→ SOURCE
[START]

His wife, Robin Wright Penn, cements her position as a fine actress who is just waiting for an even-greater showcase than this. She was Forrest Gump's wandering girlfriend and she is no less a questionable feminine force here. Maureen, after all, is the one who turns in Eddie and never writes or visits him during the 10 years he's in the institution. This is a wonderfully flawed and morally ambiguous character. Yet it is thoroughly believable that both men are obsessed with her. She should emerge as one of our finest screen actors. She has the grit.
Travolta has the least showy role, but he convincingly essays a no-nonsense guy who wants his wife at home - period. Some of his deadpan ``Pulp Fiction'' brand of comic understatement is evident here.
Harry Dean Stanton, looking like an aged Bogart as the barfly pal, has the kind of wrinkled face that suggests rough living. We'd like an entire, separate movie to be made about his character. Gena Rowlands, mother of Nick and wife of the late John Cassavetes, has a bit part as a social counselor.

[END]

→ DIRECTIONS
(1) Reproduce the stretch of the film review from "Harry Dean Stanton, looking" through "a social counselor." word for word.
(2) Write the next part of the film review, picking up after its final sentence.

→ MATERIAL SHOWN

[START]

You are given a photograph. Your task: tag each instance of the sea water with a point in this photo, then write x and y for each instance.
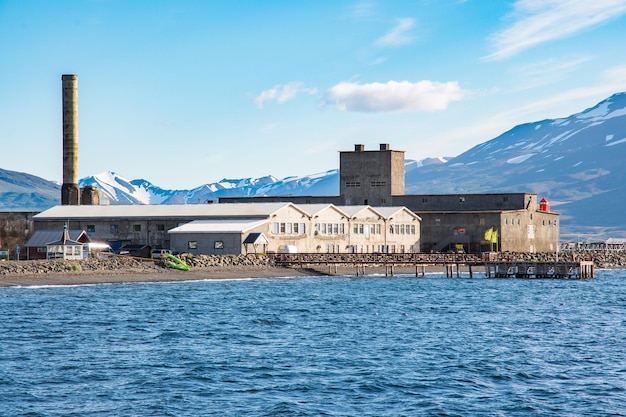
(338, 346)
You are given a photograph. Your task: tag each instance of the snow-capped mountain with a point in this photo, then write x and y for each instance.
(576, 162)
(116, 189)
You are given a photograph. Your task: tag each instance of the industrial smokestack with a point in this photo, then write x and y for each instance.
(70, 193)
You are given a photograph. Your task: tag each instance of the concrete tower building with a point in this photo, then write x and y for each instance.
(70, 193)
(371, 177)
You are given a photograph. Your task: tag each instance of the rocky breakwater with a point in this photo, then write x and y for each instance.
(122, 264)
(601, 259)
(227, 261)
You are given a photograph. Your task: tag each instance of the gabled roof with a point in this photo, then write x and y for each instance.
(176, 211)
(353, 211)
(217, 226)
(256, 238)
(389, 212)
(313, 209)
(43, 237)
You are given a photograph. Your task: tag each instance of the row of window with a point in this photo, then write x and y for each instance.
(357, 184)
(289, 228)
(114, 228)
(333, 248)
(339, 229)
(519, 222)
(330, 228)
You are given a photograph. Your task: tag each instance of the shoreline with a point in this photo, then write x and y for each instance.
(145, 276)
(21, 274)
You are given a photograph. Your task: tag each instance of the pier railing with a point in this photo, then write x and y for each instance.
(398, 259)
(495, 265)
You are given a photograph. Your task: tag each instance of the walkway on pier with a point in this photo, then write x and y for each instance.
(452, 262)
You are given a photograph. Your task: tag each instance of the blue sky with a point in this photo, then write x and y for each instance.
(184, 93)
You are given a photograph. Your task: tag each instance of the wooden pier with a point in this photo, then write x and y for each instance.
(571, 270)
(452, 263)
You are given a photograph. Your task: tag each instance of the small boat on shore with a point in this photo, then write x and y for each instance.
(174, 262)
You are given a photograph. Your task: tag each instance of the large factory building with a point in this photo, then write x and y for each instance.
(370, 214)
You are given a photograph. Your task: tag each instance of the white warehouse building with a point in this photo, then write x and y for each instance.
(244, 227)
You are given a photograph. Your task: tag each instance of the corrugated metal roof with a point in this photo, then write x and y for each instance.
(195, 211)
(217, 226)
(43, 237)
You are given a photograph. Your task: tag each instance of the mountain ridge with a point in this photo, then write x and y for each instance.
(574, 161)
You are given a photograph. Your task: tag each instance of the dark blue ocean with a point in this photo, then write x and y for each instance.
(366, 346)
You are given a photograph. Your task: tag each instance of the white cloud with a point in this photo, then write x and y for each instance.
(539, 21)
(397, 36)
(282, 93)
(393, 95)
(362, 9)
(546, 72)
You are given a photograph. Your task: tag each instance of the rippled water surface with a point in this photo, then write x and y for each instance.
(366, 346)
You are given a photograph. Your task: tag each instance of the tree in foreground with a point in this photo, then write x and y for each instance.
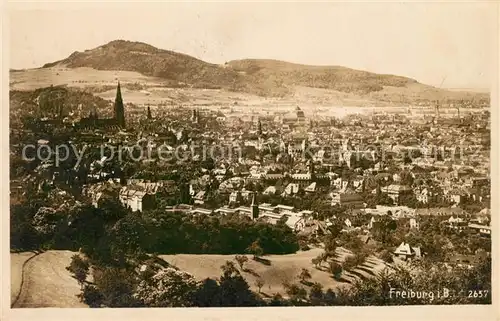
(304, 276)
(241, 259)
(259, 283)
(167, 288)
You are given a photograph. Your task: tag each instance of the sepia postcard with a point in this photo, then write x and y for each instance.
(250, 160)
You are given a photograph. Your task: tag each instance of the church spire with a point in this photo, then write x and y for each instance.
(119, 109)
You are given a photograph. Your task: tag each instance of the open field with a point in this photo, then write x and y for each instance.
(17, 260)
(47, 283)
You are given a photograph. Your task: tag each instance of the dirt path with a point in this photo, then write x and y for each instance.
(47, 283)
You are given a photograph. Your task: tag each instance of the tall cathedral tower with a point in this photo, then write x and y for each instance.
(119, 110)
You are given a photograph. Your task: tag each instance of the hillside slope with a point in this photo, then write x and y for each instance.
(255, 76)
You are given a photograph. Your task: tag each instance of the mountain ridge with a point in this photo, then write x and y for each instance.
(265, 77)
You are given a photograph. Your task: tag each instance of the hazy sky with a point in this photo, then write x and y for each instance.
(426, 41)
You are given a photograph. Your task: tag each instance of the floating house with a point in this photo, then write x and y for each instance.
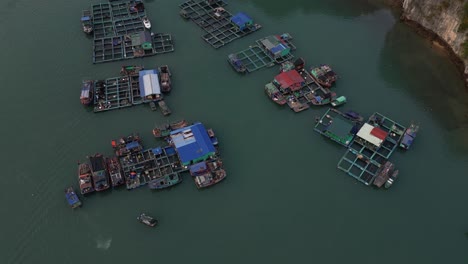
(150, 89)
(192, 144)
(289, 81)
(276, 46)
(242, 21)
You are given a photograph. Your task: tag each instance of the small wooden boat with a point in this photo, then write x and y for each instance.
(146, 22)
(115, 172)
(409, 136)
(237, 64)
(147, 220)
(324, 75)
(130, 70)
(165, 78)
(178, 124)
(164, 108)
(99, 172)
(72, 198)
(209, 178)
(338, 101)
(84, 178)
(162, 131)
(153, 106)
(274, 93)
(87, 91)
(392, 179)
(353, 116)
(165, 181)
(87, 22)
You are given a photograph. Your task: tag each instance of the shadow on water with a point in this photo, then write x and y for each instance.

[END]
[START]

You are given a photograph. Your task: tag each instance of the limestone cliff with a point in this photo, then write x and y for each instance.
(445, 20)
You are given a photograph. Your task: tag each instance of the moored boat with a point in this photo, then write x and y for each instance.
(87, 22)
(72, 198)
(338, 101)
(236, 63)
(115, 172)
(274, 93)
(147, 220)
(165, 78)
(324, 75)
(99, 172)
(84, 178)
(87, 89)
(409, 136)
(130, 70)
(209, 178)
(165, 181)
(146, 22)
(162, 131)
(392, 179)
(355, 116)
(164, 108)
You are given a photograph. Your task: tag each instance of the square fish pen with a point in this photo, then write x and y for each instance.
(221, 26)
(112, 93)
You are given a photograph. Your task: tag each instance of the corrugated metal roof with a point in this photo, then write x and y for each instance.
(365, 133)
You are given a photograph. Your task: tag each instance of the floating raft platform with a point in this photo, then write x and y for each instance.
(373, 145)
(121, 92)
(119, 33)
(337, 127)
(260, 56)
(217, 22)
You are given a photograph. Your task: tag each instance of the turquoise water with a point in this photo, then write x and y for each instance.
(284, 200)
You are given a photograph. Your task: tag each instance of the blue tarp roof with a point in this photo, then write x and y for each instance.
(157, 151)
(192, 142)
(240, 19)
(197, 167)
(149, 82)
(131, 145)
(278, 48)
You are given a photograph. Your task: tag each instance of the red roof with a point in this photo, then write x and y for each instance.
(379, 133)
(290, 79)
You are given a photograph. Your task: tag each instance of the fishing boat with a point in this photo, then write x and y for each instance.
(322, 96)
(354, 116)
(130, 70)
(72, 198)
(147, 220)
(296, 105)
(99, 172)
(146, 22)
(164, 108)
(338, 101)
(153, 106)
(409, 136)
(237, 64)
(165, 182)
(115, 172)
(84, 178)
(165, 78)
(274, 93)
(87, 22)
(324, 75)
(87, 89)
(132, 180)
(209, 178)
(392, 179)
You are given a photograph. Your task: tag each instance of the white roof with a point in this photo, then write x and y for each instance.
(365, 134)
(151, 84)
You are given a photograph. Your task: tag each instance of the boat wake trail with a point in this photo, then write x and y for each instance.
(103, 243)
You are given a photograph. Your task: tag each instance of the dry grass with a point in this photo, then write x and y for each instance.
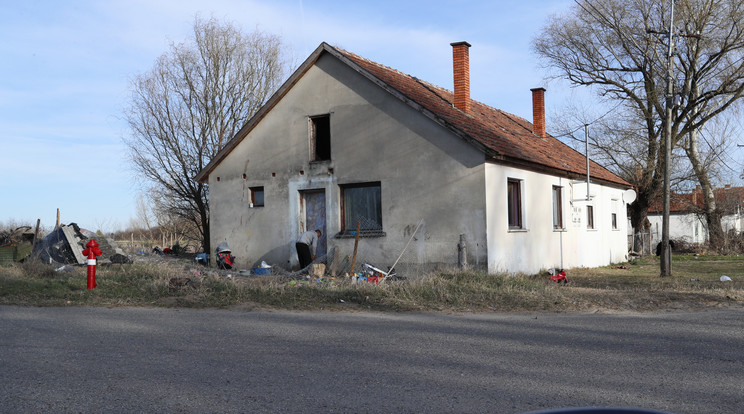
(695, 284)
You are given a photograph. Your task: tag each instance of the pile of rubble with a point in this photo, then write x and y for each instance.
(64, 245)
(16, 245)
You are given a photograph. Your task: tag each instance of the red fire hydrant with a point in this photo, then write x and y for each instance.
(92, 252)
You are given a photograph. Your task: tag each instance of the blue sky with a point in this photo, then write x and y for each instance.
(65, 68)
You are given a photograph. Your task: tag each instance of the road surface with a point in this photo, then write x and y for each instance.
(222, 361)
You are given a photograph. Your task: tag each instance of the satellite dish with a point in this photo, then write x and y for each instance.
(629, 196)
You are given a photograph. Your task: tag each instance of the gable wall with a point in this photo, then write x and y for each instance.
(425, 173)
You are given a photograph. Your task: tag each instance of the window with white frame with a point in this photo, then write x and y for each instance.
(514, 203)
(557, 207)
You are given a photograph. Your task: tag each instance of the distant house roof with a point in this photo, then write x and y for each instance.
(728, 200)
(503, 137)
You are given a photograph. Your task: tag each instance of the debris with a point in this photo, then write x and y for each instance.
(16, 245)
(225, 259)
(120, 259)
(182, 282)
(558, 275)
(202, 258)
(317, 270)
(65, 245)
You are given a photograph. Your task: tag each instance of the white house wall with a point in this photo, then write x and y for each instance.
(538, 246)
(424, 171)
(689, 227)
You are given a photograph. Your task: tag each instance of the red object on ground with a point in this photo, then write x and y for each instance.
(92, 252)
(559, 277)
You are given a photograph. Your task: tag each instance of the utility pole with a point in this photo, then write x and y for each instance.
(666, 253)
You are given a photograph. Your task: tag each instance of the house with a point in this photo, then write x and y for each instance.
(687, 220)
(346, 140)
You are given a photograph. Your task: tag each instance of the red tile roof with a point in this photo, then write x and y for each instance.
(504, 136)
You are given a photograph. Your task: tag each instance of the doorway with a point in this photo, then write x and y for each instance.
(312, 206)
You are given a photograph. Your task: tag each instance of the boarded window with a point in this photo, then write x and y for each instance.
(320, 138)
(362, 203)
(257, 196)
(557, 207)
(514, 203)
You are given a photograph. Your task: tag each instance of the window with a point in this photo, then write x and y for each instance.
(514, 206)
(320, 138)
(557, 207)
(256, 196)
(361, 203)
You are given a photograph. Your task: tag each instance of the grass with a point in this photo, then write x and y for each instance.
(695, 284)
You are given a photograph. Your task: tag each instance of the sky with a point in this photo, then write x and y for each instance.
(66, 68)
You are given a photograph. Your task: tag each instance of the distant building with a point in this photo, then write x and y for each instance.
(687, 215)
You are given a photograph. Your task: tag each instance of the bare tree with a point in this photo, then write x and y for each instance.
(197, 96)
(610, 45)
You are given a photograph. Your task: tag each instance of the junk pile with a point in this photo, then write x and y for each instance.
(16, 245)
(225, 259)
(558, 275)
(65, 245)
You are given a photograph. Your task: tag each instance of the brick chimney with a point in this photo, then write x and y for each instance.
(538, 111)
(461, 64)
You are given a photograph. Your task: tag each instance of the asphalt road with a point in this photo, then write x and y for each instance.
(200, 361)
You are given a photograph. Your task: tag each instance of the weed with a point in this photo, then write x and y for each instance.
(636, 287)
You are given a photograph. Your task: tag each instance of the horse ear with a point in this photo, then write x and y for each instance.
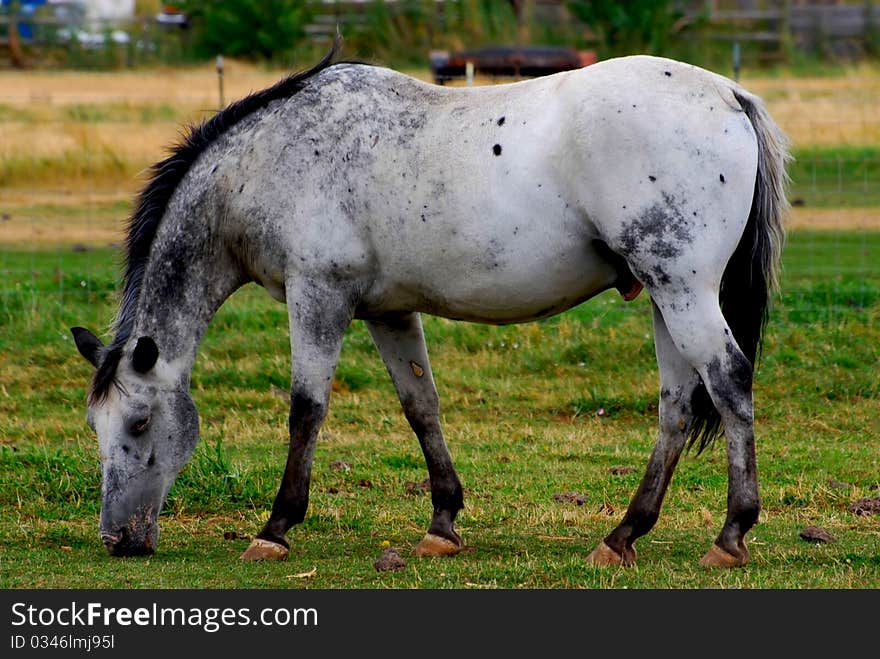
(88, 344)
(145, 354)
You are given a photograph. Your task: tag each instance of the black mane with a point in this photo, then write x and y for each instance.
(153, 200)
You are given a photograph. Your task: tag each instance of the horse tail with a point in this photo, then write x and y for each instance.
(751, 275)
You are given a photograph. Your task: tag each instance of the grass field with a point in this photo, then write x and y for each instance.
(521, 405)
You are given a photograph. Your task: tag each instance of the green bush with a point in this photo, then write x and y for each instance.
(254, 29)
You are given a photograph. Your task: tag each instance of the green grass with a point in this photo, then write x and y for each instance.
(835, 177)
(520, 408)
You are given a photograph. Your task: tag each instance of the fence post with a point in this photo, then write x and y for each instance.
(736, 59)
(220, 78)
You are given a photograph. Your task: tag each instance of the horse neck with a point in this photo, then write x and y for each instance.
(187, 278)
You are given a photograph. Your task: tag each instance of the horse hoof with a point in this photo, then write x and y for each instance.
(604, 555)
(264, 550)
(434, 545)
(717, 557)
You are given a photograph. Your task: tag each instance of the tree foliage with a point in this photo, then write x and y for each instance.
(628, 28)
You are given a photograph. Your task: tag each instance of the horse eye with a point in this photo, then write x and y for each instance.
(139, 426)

[END]

→ EXPECTED ANSWERS
(1)
Harry Dean Stanton, looking like an aged Bogart as the barfly pal, has the kind of wrinkled face that suggests rough living. We'd like an entire, separate movie to be made about his character. Gena Rowlands, mother of Nick and wife of the late John Cassavetes, has a bit part as a social counselor.

(2)
``She's So Lovely'' is definitely not for everyone. It is, however, for everyone who wants a recess from the summer's technically awesome but predictable fare. The acting, alone, is well worth the price of admission.
Audiences should not be reluctant to laugh. There may be potential tragedy here, but it's so eccentric and so unpredictable that we are encouraged, just as in real life, to add a chuckle to get us through it. ILLUSTRATION: Photo
JOYCE RUDOLPH
Robin Wright Penn with real-life husband, Sean Penn, in a scene from
Nick Cassavetes' ``She's So Lovely.'' The independent film also
stars John Travolta.
Graphic
MOVIE REVIEW
``She's So Lovely''
Cast: Sean Penn, Robin Wright Penn, John Travolta, Harry Dean
Stanton, Gena Rowlands
Director: Nick Cassavetes
Screenplay: John Cassavetes
MPAA rating: R (strong language, some violence)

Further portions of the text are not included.